[Records for this task]
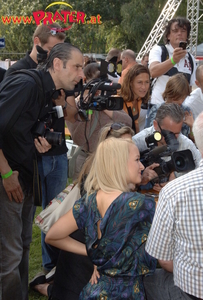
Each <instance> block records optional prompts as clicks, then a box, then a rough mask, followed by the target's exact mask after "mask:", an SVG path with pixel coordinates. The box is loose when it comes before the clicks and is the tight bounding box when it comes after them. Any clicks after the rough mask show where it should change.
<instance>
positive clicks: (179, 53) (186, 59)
mask: <svg viewBox="0 0 203 300" xmlns="http://www.w3.org/2000/svg"><path fill="white" fill-rule="evenodd" d="M190 30H191V25H190V22H189V21H188V20H187V19H186V18H183V17H176V18H174V19H172V20H170V21H169V22H168V23H167V24H166V27H165V32H164V42H165V45H161V46H159V45H155V46H154V47H153V48H152V50H151V51H150V53H149V70H150V74H151V77H152V78H155V79H154V81H153V83H152V85H153V89H152V95H151V105H153V104H161V103H163V98H162V94H163V92H164V90H165V87H166V83H167V81H168V80H169V78H170V77H171V76H173V75H175V74H177V73H183V74H184V75H185V76H186V78H187V80H188V83H189V85H190V89H191V88H192V86H193V85H194V84H195V70H196V63H195V59H194V57H193V56H192V55H191V54H190V53H189V52H187V50H186V47H187V43H189V36H190Z"/></svg>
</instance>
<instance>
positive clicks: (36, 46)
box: [36, 45, 48, 63]
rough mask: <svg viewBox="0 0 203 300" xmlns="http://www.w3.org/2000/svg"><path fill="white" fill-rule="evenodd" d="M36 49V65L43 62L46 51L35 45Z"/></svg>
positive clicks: (43, 49)
mask: <svg viewBox="0 0 203 300" xmlns="http://www.w3.org/2000/svg"><path fill="white" fill-rule="evenodd" d="M36 49H37V61H38V63H42V62H44V61H45V60H46V59H47V56H48V54H47V53H48V51H47V50H44V49H43V48H42V47H40V46H39V45H36Z"/></svg>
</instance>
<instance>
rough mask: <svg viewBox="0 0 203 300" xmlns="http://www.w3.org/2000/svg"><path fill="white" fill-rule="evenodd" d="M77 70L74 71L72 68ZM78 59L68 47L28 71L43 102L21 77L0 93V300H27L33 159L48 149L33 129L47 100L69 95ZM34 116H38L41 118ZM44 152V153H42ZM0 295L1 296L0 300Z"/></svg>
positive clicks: (50, 104)
mask: <svg viewBox="0 0 203 300" xmlns="http://www.w3.org/2000/svg"><path fill="white" fill-rule="evenodd" d="M76 66H77V68H76ZM82 66H83V55H82V53H81V51H80V50H79V49H78V48H77V47H74V46H72V45H70V44H65V43H60V44H57V45H55V46H54V47H53V48H52V50H51V51H50V54H49V57H48V60H47V64H46V65H45V67H44V69H42V70H33V71H32V72H33V73H35V74H36V76H38V77H39V79H40V80H41V82H42V85H43V87H44V94H45V101H44V102H45V103H44V105H43V107H42V104H41V103H39V97H38V96H39V85H38V84H37V83H36V81H35V80H34V79H33V77H32V76H29V75H27V74H24V73H22V74H18V75H17V76H16V75H11V77H9V76H8V77H7V78H5V79H4V80H3V81H2V83H1V93H0V115H1V118H0V173H1V178H0V194H1V201H0V222H1V226H0V245H1V246H0V257H1V259H0V282H1V285H0V298H1V299H2V300H7V299H15V300H28V262H29V247H30V242H31V238H32V221H33V190H32V185H33V175H34V169H33V157H34V154H35V146H36V147H37V149H38V151H39V152H42V151H43V148H44V146H45V149H44V151H46V150H47V149H49V147H50V145H49V144H48V143H47V141H46V139H45V138H41V137H39V141H40V143H39V141H37V139H35V143H34V141H33V134H32V131H33V126H34V125H35V124H36V122H37V120H38V119H39V112H40V110H41V111H42V112H41V114H42V117H43V116H45V115H46V114H47V113H48V112H49V111H50V109H51V108H52V106H53V104H52V99H51V97H50V95H52V93H53V92H54V91H56V90H59V89H65V90H72V89H74V87H75V84H76V83H77V82H79V81H80V79H81V78H83V76H84V74H83V70H82ZM41 114H40V115H41ZM46 147H47V148H46ZM2 295H3V297H2Z"/></svg>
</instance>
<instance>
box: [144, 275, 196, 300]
mask: <svg viewBox="0 0 203 300" xmlns="http://www.w3.org/2000/svg"><path fill="white" fill-rule="evenodd" d="M144 287H145V293H146V296H147V300H190V299H192V296H191V297H190V296H189V295H188V294H186V293H184V292H183V291H182V290H181V289H180V288H179V287H177V286H175V285H174V281H173V273H169V272H167V271H165V270H163V269H156V271H155V273H154V274H153V275H150V276H145V277H144Z"/></svg>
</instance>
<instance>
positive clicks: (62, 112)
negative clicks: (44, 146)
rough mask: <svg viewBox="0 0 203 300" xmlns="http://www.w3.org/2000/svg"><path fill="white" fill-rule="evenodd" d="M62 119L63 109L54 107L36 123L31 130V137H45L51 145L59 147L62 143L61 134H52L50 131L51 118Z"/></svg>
mask: <svg viewBox="0 0 203 300" xmlns="http://www.w3.org/2000/svg"><path fill="white" fill-rule="evenodd" d="M61 117H63V109H62V107H61V106H55V107H53V108H52V110H51V111H50V112H48V114H47V115H46V116H45V118H44V119H43V120H40V121H38V122H37V124H36V126H35V127H34V129H33V135H34V137H35V138H38V137H39V136H42V137H45V138H46V139H47V141H48V143H49V144H51V145H61V144H62V142H63V136H62V133H61V132H53V131H51V130H50V128H51V125H52V122H53V118H61Z"/></svg>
[/Records for this task]
Give again, word for word, every line of the listing above from the one with "70L74 71L72 68ZM78" to the one with "negative clicks: (44, 146)", both inclusive, and nothing beyond them.

rough mask: <svg viewBox="0 0 203 300" xmlns="http://www.w3.org/2000/svg"><path fill="white" fill-rule="evenodd" d="M77 70L74 71L72 68ZM78 59L68 47L28 71L43 102L21 77L0 93V300H27L33 159L48 149L33 129L47 100L69 95ZM34 116H38L41 118ZM44 152V153H42ZM0 295L1 296L0 300Z"/></svg>
positive clicks: (50, 104)
mask: <svg viewBox="0 0 203 300" xmlns="http://www.w3.org/2000/svg"><path fill="white" fill-rule="evenodd" d="M76 66H77V68H76ZM82 66H83V55H82V53H81V51H80V50H79V49H78V48H77V47H74V46H72V45H70V44H65V43H60V44H57V45H55V46H54V47H53V48H52V50H51V51H50V54H49V57H48V60H47V64H46V65H45V67H44V69H42V70H33V71H32V72H33V73H35V74H36V76H38V77H39V79H40V80H41V82H42V85H43V87H44V94H45V101H44V102H45V103H44V105H43V107H42V104H41V103H39V97H38V96H39V85H38V84H37V83H36V81H35V80H34V79H33V77H32V76H29V75H27V74H24V73H22V74H18V75H17V76H16V75H11V77H9V76H8V77H7V78H5V79H4V80H3V81H2V83H1V93H0V115H1V118H0V173H1V178H0V194H1V201H0V222H1V226H0V245H1V246H0V257H1V259H0V282H1V285H0V298H1V299H2V300H7V299H15V300H28V262H29V247H30V242H31V238H32V221H33V190H32V185H33V175H34V169H33V157H34V154H35V146H36V147H37V149H38V151H39V152H42V151H43V148H44V146H45V149H44V151H46V150H47V149H49V147H50V145H49V144H48V143H47V141H46V139H45V138H41V137H39V141H40V143H39V141H37V139H35V143H34V141H33V134H32V131H33V126H34V125H35V124H36V122H37V120H38V119H39V112H40V110H41V111H42V112H41V114H42V117H43V116H45V115H46V114H47V113H48V112H49V111H50V109H51V108H52V106H53V104H52V99H51V97H50V95H52V93H53V92H54V91H56V90H59V89H65V90H72V89H74V87H75V84H76V83H77V82H79V81H80V79H81V78H83V76H84V74H83V70H82ZM41 114H40V115H41ZM46 147H47V148H46ZM2 295H3V297H2Z"/></svg>
</instance>
<instance>
box: [144, 275, 196, 300]
mask: <svg viewBox="0 0 203 300" xmlns="http://www.w3.org/2000/svg"><path fill="white" fill-rule="evenodd" d="M144 287H145V293H146V296H147V300H190V299H192V296H191V297H190V296H189V295H188V294H186V293H184V292H183V291H182V290H181V289H180V288H179V287H177V286H175V285H174V281H173V273H169V272H167V271H165V270H163V269H156V271H155V273H154V274H153V275H150V276H145V277H144Z"/></svg>
</instance>
<instance>
positive clicks: (62, 112)
negative clicks: (44, 146)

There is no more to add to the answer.